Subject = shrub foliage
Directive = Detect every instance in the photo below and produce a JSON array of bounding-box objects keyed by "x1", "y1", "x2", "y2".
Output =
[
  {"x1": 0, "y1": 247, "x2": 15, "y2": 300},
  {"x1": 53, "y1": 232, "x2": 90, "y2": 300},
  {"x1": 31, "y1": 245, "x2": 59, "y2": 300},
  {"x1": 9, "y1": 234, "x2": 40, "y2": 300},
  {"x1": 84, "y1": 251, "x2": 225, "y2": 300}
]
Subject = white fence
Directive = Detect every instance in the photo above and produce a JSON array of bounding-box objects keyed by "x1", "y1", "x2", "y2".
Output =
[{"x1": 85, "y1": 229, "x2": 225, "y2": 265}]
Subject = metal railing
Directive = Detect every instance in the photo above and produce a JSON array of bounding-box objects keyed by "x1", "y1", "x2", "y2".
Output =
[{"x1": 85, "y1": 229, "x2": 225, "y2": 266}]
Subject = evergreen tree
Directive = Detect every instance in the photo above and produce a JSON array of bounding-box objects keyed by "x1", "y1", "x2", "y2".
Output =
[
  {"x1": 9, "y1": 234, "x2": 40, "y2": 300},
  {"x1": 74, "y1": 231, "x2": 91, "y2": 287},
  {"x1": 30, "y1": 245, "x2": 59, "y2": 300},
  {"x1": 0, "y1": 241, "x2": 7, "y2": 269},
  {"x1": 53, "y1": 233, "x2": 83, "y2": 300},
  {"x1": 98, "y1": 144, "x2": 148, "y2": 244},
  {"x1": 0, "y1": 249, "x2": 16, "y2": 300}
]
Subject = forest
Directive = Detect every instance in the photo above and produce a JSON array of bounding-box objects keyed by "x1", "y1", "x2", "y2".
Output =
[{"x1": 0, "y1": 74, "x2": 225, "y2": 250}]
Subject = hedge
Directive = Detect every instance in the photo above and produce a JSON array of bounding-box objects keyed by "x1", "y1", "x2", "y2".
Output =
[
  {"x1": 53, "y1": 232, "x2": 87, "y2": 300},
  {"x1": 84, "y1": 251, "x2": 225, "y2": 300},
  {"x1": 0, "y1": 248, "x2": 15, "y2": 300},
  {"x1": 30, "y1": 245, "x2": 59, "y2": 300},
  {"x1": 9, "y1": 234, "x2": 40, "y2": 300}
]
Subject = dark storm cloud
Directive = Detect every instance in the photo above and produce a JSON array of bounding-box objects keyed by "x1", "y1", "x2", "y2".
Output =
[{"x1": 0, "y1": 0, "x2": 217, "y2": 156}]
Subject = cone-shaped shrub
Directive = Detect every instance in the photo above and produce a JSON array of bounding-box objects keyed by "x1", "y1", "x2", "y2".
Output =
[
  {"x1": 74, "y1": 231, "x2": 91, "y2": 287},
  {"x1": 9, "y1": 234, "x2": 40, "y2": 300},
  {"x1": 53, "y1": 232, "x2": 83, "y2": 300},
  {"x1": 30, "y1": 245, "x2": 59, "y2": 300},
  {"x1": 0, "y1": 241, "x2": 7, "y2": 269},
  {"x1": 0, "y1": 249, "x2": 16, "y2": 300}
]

▬▬▬

• EXERCISE AIM:
All the data above is to be given again, exactly.

• WRITTEN ANSWER:
Subject = shrub foliage
Directive = Detect every instance in the photo below and produce a JSON array of bounding-box objects keyed by "x1", "y1", "x2", "y2".
Output =
[
  {"x1": 0, "y1": 247, "x2": 15, "y2": 300},
  {"x1": 53, "y1": 232, "x2": 90, "y2": 300},
  {"x1": 31, "y1": 245, "x2": 59, "y2": 300},
  {"x1": 9, "y1": 234, "x2": 40, "y2": 300},
  {"x1": 84, "y1": 251, "x2": 225, "y2": 300}
]
Subject = white fence
Directive = Detect every instance in the photo above and produce a JSON array of bounding-box objects keyed by "x1", "y1", "x2", "y2".
Output =
[{"x1": 85, "y1": 229, "x2": 225, "y2": 265}]
Subject = metal railing
Directive = Detect every instance in the photo above and produce a JSON array of bounding-box objects keyed by "x1", "y1", "x2", "y2".
Output =
[{"x1": 85, "y1": 229, "x2": 225, "y2": 266}]
Subject = evergreen tree
Directive = Detect every instance in the photo above and produce a JSON array of bounding-box objects keyed by "x1", "y1", "x2", "y2".
Output =
[
  {"x1": 9, "y1": 234, "x2": 40, "y2": 300},
  {"x1": 74, "y1": 231, "x2": 91, "y2": 287},
  {"x1": 30, "y1": 245, "x2": 59, "y2": 300},
  {"x1": 0, "y1": 241, "x2": 7, "y2": 269},
  {"x1": 53, "y1": 233, "x2": 83, "y2": 300},
  {"x1": 98, "y1": 144, "x2": 148, "y2": 244},
  {"x1": 0, "y1": 249, "x2": 16, "y2": 300}
]
Subject = forest
Directive = Detect every instance in the photo above and produce a JSON array of bounding-box objects keyed by "x1", "y1", "x2", "y2".
Output =
[{"x1": 0, "y1": 74, "x2": 225, "y2": 250}]
Subject = hedge
Directive = Detect every instance in the photo above and produce a JSON array of bounding-box objects keyed by "x1", "y1", "x2", "y2".
Output =
[
  {"x1": 53, "y1": 232, "x2": 87, "y2": 300},
  {"x1": 84, "y1": 251, "x2": 225, "y2": 300},
  {"x1": 0, "y1": 248, "x2": 15, "y2": 300},
  {"x1": 30, "y1": 245, "x2": 59, "y2": 300},
  {"x1": 9, "y1": 234, "x2": 40, "y2": 300}
]
Subject = dark storm cloud
Directive = Detect every instance in the photo above and produce a JSON array of bounding-box objects keyed by "x1", "y1", "x2", "y2".
Output =
[{"x1": 0, "y1": 0, "x2": 217, "y2": 156}]
Subject = cone-shaped shrub
Directive = Detect every instance in the photo above and produce a JSON array of bounding-box objects keyed by "x1", "y1", "x2", "y2".
Output =
[
  {"x1": 74, "y1": 231, "x2": 91, "y2": 287},
  {"x1": 9, "y1": 234, "x2": 40, "y2": 300},
  {"x1": 53, "y1": 232, "x2": 83, "y2": 300},
  {"x1": 30, "y1": 245, "x2": 59, "y2": 300},
  {"x1": 0, "y1": 241, "x2": 7, "y2": 269},
  {"x1": 0, "y1": 249, "x2": 16, "y2": 300}
]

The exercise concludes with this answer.